Your answer must be the full set of entries, reproduced exactly.

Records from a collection
_ _ _ _ _

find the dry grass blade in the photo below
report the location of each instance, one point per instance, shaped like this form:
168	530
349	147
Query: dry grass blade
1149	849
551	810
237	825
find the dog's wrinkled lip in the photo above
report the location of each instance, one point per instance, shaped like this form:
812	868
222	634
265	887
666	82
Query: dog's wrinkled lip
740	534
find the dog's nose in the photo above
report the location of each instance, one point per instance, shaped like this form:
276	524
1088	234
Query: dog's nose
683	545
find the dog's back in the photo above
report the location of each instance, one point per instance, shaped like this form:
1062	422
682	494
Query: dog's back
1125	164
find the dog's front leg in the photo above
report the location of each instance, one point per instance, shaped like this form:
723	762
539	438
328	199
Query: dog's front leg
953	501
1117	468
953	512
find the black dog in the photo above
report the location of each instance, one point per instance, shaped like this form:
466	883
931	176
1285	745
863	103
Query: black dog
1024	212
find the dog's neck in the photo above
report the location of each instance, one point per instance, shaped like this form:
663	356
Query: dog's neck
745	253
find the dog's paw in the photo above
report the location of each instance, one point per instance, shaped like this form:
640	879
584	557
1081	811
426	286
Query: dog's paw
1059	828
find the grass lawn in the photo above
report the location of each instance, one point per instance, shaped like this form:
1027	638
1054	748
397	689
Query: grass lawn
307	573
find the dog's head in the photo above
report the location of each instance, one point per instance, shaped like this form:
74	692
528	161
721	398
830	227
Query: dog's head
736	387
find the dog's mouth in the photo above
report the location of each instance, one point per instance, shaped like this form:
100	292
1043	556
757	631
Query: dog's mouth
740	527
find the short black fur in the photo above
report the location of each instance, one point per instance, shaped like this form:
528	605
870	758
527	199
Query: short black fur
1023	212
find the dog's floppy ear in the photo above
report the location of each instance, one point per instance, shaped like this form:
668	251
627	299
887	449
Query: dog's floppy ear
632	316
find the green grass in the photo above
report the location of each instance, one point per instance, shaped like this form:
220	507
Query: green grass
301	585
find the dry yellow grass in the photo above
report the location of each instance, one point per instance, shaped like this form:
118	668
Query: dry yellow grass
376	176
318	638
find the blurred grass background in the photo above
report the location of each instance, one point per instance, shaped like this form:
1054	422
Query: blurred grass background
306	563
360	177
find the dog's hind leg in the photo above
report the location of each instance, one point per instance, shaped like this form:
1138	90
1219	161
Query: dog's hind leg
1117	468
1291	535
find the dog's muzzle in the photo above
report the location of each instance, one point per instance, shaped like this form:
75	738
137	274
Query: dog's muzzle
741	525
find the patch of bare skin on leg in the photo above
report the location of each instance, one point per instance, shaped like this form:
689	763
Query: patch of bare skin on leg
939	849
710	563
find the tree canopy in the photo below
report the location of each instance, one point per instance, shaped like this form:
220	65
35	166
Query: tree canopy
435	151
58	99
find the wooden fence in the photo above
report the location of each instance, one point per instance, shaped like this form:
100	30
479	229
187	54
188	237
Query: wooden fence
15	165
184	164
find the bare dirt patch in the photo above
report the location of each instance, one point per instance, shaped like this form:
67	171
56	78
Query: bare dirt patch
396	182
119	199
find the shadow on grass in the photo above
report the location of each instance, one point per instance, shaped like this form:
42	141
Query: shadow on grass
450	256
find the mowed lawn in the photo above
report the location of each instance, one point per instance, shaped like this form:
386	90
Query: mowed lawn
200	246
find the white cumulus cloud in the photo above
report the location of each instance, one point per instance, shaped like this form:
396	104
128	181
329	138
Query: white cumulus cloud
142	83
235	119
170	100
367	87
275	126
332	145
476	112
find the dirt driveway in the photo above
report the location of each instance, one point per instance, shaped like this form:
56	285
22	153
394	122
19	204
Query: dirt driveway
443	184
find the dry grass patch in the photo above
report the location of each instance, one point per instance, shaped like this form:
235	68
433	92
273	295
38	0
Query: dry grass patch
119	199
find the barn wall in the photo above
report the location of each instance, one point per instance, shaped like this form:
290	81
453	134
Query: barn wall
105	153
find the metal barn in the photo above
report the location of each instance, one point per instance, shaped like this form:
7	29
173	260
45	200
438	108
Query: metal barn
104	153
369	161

_ _ _ _ _

■ **Finished exercise**
find the dry grass blade in the photo below
report the location of each instance, one point per instance, shaped like this form:
168	530
349	147
Query: dry grass blade
1149	849
551	810
237	825
find the dog's wrinkled lip in the photo above
report the location of each instance, one point per instance, shaped like this form:
812	868
222	634
265	887
666	82
Query: dog's wrinkled lip
740	534
find the dog's nose in the photo above
report the location of each instance, one point per instance, shaped like this form:
276	524
1088	234
Query: dog's nose
683	545
find the dog's back in the photo above
report the location of each instance, one point per instance, shaped like this form:
1062	422
682	494
Query: dog's back
1125	164
find the dog's front leg in the photo above
report the location of each instance, one point per instance, shaped like this form:
723	762
539	438
328	199
Query: dog's front leg
953	501
1117	468
953	512
find the black dog in the photo above
report the location of each instance, one point per instance, shaped like this form:
466	883
931	176
1285	745
863	103
Query: black dog
1024	212
find the dog's neck in the photo above
report the location of each instance, one point per instance, shaped like this form:
663	356
Query: dog's neck
745	253
find the dog's paw in the photo above
report the location of each instance, one point per instance, shaped like this form:
640	879
584	557
1081	811
426	286
Query: dog's paw
1059	828
find the grass lawn in the photo above
report the location of each instance, one point per instance, shaped like this form:
1027	638
1054	748
397	689
Query: grass lawn
307	573
find the dog's head in the photo above
report the location of each instance, one point per instance, shaped like this form:
74	692
528	161
721	398
830	227
Query: dog's head
736	387
find the dog's mouth in the photo above
report the location of each instance, one point per instance, shaped like this form:
100	292
1043	556
757	631
Query: dog's mouth
740	527
find the short black fur in the photo above
report the location of each instance, one point per instance, shaped like this form:
528	605
870	758
527	199
Query: short black fur
1023	212
find the dog's floppy ear in the photo above
report the location of each instance, one point per instance, shaped like this form:
668	251
627	299
887	449
Query: dog's floppy ear
632	316
find the green grass in the photo above
report the location of each instance, one point per instance, shaped like this form:
220	507
Query: green grass
301	585
find the dry yellow grass in the photo above
report the location of each instance, one point per instance, shaped like this form:
118	668
Query: dry yellow grass
376	176
318	638
find the blurred grass background in the photo above
report the location of each instance, one point per instance, shaped like this form:
1054	422
Query: blurred grass background
306	563
360	177
find the dog's hind leg in the photo above
report the location of each instance, one point per instance, shaped like this form:
1138	90
1219	161
Query: dog's hind leg
1117	468
1291	535
find the dog's muzzle in the photo above
report the location of each instance, one point per instance, shaped like this form:
75	738
137	274
Query: dog's muzzle
741	525
find the patch of bare skin on leg in the photo above
report the location of each instance, one point per instance, shaped like this form:
689	763
Query: patch of bare skin on leg
939	849
710	563
find the tree canopy in the photo below
report the location of each instance, one point per instance, shaped like this form:
220	65
35	166
Query: tree canopy
435	151
58	99
find the wooden fence in the photo above
report the location of each instance, one point per instance, shaped like this form:
100	30
479	229
187	54
188	237
Query: wooden fence
15	165
184	164
find the bare dirt patch in the photo above
report the location of each instance, one point per instance, shaped like this form:
67	171
56	78
Query: bare dirt patch
396	182
119	199
find the shadow on grass in the photo above
report the location of each instance, one point per instance, shaped like this form:
42	141
Query: shadow on grass
450	256
find the mowed lawn in the photo above
report the location of each instance, one point per instance, shaped like this form:
386	90
Query: mowed lawn
200	246
find the white cumulus cloud in the photo above
report the location of each instance, one point per instance, shaped like this form:
396	104
128	181
329	138
Query: white cumulus cloud
142	83
235	119
170	100
367	87
275	126
332	145
476	112
find the dirt driveway in the photo above
report the location of each instance, one point per instance, shaped like this form:
56	285
22	153
394	122
19	204
Query: dirt driveway
443	184
find the dry grass patch in the photo above
report the location of each instance, one point per instance, shaped like this form:
235	68
433	92
273	295
38	0
Query: dry grass patch
119	199
find the barn wall in the photo above
report the location of each instance, one point per instance, shaped like this form:
290	81
453	134
Query: barn wall
105	153
find the metal barn in the photo above
report the location of each instance, one point per instance, shaped like this form:
7	29
173	260
45	200
438	108
Query: metal barn
104	153
369	161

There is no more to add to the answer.